··· PROVIDED DATA ···
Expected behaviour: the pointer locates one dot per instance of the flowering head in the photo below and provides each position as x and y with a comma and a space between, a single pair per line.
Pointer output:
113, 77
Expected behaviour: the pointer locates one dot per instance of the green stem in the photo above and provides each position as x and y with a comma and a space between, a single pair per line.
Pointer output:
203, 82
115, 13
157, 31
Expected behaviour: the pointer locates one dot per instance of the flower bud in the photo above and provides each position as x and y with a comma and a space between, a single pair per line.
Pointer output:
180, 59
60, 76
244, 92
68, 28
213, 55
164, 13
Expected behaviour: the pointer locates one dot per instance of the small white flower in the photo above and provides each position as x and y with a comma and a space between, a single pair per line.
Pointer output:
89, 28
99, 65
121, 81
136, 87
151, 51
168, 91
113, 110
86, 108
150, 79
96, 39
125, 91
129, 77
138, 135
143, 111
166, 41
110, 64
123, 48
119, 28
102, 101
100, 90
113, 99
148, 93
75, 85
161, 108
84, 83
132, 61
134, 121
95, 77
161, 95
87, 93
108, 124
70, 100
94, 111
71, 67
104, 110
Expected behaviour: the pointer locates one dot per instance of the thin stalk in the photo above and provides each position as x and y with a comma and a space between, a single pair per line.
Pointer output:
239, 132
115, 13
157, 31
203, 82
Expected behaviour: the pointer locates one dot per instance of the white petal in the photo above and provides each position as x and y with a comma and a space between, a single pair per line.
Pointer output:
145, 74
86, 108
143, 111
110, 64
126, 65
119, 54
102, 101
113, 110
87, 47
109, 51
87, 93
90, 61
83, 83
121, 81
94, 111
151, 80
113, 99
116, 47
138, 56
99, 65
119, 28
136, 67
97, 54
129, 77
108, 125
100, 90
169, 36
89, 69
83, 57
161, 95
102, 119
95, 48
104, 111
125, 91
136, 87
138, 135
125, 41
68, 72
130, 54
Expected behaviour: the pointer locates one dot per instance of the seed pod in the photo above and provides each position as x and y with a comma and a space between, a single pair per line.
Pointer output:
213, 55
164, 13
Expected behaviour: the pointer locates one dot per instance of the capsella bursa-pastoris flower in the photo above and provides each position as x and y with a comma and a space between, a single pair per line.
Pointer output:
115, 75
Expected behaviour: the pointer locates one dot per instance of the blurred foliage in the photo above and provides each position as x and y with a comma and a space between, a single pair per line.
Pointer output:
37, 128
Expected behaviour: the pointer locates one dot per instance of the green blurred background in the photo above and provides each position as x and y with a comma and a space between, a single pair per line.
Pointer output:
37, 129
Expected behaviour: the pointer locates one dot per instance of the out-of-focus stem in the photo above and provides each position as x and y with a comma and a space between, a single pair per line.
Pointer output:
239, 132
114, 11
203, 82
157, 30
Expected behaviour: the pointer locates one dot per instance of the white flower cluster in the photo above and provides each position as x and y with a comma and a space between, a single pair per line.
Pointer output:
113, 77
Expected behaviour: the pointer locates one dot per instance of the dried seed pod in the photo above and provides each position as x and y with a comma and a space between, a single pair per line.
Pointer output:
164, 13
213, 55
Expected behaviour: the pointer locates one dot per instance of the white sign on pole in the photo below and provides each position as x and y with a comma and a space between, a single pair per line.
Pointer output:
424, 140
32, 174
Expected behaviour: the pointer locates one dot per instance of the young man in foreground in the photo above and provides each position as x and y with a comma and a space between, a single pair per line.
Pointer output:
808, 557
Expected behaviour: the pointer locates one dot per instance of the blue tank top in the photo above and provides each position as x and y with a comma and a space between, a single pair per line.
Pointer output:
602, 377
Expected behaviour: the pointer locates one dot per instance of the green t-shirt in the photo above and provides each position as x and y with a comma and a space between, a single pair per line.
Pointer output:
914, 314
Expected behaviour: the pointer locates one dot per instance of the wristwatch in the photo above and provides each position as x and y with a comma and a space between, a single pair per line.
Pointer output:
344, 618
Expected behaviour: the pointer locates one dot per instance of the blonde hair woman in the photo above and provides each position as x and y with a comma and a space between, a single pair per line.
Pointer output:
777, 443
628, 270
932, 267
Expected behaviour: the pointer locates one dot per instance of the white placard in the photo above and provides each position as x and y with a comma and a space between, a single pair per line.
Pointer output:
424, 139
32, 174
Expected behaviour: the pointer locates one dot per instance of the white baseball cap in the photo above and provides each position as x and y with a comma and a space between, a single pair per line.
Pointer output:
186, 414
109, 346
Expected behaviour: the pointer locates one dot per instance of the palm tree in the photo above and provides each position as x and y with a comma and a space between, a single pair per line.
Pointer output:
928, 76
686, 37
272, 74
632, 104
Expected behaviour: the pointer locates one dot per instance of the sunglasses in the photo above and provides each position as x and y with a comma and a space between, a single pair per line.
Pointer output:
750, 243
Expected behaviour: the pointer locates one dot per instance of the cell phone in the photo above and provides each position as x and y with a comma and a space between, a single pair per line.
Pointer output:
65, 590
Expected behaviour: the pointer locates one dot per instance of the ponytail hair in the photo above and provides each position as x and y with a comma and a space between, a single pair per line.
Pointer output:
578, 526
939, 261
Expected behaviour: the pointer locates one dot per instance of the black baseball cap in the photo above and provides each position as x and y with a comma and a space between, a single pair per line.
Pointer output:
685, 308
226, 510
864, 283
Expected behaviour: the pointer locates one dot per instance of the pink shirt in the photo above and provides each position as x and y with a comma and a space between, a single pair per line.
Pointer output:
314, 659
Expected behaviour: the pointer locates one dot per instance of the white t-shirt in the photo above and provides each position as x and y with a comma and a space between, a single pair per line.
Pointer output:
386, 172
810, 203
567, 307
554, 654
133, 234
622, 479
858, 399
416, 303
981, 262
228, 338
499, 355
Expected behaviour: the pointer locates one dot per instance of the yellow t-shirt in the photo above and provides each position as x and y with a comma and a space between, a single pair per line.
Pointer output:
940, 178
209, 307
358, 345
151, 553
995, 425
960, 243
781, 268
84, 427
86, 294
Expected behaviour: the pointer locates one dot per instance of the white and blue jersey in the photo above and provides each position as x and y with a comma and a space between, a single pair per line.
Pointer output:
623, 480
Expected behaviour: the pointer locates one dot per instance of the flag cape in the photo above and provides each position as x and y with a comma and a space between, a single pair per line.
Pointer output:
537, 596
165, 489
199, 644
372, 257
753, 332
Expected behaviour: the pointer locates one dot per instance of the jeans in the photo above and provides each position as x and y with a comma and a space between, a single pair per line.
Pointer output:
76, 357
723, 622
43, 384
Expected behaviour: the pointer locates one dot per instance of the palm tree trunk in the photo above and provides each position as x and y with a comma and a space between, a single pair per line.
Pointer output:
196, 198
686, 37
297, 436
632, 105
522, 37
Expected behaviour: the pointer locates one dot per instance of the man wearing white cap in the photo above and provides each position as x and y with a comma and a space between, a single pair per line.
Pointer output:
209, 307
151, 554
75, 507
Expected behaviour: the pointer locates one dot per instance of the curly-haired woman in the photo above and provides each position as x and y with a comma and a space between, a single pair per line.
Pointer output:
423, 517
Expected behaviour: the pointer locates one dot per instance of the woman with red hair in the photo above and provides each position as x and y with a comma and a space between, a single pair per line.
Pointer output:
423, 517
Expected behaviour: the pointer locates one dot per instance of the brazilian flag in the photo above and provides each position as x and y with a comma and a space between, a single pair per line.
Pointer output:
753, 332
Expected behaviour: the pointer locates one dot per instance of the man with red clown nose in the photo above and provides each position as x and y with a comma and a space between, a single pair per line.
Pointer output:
···
▶ _TASK INSTRUCTIONS_: The total wanted is the number of lines in the entries above that contain "flag". Give it alone.

▶ _RESPONSE_: 2